<<<<

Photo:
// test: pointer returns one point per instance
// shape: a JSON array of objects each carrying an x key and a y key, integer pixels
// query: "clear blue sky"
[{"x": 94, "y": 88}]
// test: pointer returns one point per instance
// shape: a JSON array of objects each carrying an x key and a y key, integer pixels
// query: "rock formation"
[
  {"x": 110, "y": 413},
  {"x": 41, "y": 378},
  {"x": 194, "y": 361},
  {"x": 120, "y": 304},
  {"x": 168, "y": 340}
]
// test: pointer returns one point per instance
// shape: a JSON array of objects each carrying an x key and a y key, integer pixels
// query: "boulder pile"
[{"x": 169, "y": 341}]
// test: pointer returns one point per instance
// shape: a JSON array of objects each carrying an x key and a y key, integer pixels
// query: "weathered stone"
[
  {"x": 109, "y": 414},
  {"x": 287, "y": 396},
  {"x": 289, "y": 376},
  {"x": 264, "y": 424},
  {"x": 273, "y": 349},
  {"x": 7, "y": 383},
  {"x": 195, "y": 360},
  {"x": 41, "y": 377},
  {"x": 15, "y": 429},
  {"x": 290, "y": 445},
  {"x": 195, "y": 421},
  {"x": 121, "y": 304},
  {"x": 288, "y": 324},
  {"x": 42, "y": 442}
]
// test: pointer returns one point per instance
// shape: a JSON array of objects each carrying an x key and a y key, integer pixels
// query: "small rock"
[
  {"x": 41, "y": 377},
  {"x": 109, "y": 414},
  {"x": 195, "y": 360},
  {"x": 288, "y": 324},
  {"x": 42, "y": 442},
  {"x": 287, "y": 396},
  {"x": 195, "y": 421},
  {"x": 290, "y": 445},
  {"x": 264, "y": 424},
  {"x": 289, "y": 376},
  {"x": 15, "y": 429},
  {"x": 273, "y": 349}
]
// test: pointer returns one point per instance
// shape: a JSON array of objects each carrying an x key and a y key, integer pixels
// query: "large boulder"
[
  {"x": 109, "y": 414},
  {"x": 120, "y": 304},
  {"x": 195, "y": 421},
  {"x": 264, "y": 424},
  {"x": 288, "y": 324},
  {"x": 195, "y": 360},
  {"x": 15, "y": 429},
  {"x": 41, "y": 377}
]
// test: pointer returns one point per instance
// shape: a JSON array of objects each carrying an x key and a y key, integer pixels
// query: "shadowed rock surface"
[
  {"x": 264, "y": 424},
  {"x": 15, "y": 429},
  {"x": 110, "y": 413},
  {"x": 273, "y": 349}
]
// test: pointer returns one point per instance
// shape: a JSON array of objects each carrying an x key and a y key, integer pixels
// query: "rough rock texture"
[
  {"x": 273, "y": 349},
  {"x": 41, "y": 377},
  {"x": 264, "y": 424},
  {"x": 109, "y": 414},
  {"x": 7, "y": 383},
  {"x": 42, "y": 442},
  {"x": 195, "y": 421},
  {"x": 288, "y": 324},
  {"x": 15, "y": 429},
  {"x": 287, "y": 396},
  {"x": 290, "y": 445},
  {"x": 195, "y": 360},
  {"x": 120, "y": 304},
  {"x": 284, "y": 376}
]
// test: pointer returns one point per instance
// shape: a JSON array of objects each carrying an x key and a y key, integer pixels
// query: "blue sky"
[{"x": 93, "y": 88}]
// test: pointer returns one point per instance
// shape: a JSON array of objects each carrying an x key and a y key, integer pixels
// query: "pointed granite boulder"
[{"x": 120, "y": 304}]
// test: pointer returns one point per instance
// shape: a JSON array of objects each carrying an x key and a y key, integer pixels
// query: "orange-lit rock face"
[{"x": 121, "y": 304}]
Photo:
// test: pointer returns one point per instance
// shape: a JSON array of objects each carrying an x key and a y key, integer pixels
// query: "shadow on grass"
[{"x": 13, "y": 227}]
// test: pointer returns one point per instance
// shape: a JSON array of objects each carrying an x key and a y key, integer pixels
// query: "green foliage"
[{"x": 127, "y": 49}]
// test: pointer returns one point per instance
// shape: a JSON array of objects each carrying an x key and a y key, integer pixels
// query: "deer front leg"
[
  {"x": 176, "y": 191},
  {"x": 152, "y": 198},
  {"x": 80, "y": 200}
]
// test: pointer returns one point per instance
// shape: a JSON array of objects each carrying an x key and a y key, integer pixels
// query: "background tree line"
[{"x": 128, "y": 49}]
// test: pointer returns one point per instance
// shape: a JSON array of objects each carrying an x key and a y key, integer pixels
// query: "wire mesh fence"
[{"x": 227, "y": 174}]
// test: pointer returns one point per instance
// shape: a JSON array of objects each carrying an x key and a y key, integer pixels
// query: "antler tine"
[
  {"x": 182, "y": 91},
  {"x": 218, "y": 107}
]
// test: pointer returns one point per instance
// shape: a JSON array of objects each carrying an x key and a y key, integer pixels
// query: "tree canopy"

>>>>

_Requirement_
All the data must be duplicated exactly, with nothing added or removed.

_The completed task_
Photo:
// test: pointer returns one point per instance
// shape: a JSON array of objects each carrying an x key and a y key, integer pixels
// query: "clear blue sky"
[{"x": 94, "y": 88}]
// test: pointer returns one point per instance
// shape: a JSON array of objects each carrying an x key and a y key, integer pixels
// query: "rock formation"
[
  {"x": 110, "y": 413},
  {"x": 41, "y": 378},
  {"x": 194, "y": 361},
  {"x": 120, "y": 304},
  {"x": 168, "y": 340}
]
// test: pointer returns one point per instance
// shape: a JSON array of objects each carrying an x key and a y key, integer pixels
// query: "boulder pile"
[{"x": 169, "y": 341}]
// test: pointer returns one point per instance
// shape: a JSON array of objects each carrying an x key and a y key, integer pixels
// query: "weathered stone"
[
  {"x": 109, "y": 414},
  {"x": 287, "y": 396},
  {"x": 289, "y": 376},
  {"x": 264, "y": 424},
  {"x": 273, "y": 349},
  {"x": 7, "y": 383},
  {"x": 195, "y": 360},
  {"x": 41, "y": 377},
  {"x": 15, "y": 429},
  {"x": 290, "y": 445},
  {"x": 195, "y": 421},
  {"x": 121, "y": 304},
  {"x": 288, "y": 324},
  {"x": 42, "y": 442}
]
// test: pointer returns one point per instance
// shape: a JSON array of objects each carrying an x key and a y key, integer pixels
// query: "small rock"
[
  {"x": 41, "y": 377},
  {"x": 109, "y": 414},
  {"x": 195, "y": 360},
  {"x": 288, "y": 324},
  {"x": 42, "y": 442},
  {"x": 287, "y": 396},
  {"x": 195, "y": 421},
  {"x": 290, "y": 445},
  {"x": 264, "y": 424},
  {"x": 289, "y": 376},
  {"x": 15, "y": 429},
  {"x": 273, "y": 349}
]
// test: pointer returns one point per instance
// shape: a JSON array of objects each carrying an x key and a y key, integer pixels
// query: "large boulder"
[
  {"x": 109, "y": 414},
  {"x": 120, "y": 304},
  {"x": 195, "y": 421},
  {"x": 264, "y": 424},
  {"x": 288, "y": 324},
  {"x": 195, "y": 360},
  {"x": 15, "y": 429},
  {"x": 41, "y": 377}
]
// test: pointer returns one point per instance
// shape: a JSON array of objects each carrying an x key and a y key, integer pixels
// query: "shadowed rock surface"
[
  {"x": 264, "y": 424},
  {"x": 15, "y": 429},
  {"x": 110, "y": 413},
  {"x": 273, "y": 349}
]
// test: pointer returns one point per instance
// shape: a JSON array of objects each carrying an x key and a y key, integer pixels
// query: "rough rock texture"
[
  {"x": 273, "y": 349},
  {"x": 41, "y": 377},
  {"x": 264, "y": 424},
  {"x": 109, "y": 414},
  {"x": 7, "y": 383},
  {"x": 42, "y": 442},
  {"x": 195, "y": 421},
  {"x": 288, "y": 324},
  {"x": 15, "y": 429},
  {"x": 287, "y": 396},
  {"x": 290, "y": 445},
  {"x": 195, "y": 360},
  {"x": 120, "y": 304},
  {"x": 284, "y": 376}
]
// test: pointer returns one point per instance
// shape: a JSON array of objects each carrying an x key and a y key, integer pixels
// query: "blue sky"
[{"x": 93, "y": 88}]
// test: pointer returns one point per instance
// shape: a JSON array of objects each carrying an x key and a y key, integer pixels
// query: "pointed granite boulder"
[{"x": 120, "y": 304}]
// test: pointer returns one point per instance
// shape: a JSON array of objects each carrying an x key and a y key, integer pixels
// query: "orange-lit rock face"
[{"x": 121, "y": 304}]
Photo:
// test: pointer returns one point per instance
// shape: a JSON array of objects each carrying an x key and a y key, integer pixels
// query: "shadow on grass"
[{"x": 13, "y": 227}]
// test: pointer returns one point per instance
// shape: a JSON array of objects each carrying an x key and a y key, integer pixels
// query: "green foliage"
[{"x": 127, "y": 49}]
// test: pointer returns one point per instance
// shape: a JSON array of objects each carrying an x key and a y key, integer pixels
// query: "deer front leg"
[
  {"x": 176, "y": 191},
  {"x": 152, "y": 198},
  {"x": 80, "y": 200}
]
// test: pointer returns one point per instance
// shape: a JSON array of objects each carrying an x key and a y key, integer pixels
// query: "background tree line"
[{"x": 128, "y": 49}]
// test: pointer returns one point per instance
// shape: a JSON array of objects each carrying an x key and a y key, integer pixels
// query: "wire mesh fence"
[{"x": 227, "y": 174}]
// test: pointer returns one point per instance
// shape: a JSON array of objects each carrying an x key and a y key, integer pixels
// query: "antler tine"
[
  {"x": 182, "y": 91},
  {"x": 218, "y": 107}
]
// test: pointer returns one point per instance
// shape: a JSON array of objects each carrying an x key and a y key, integer pixels
// query: "tree canopy"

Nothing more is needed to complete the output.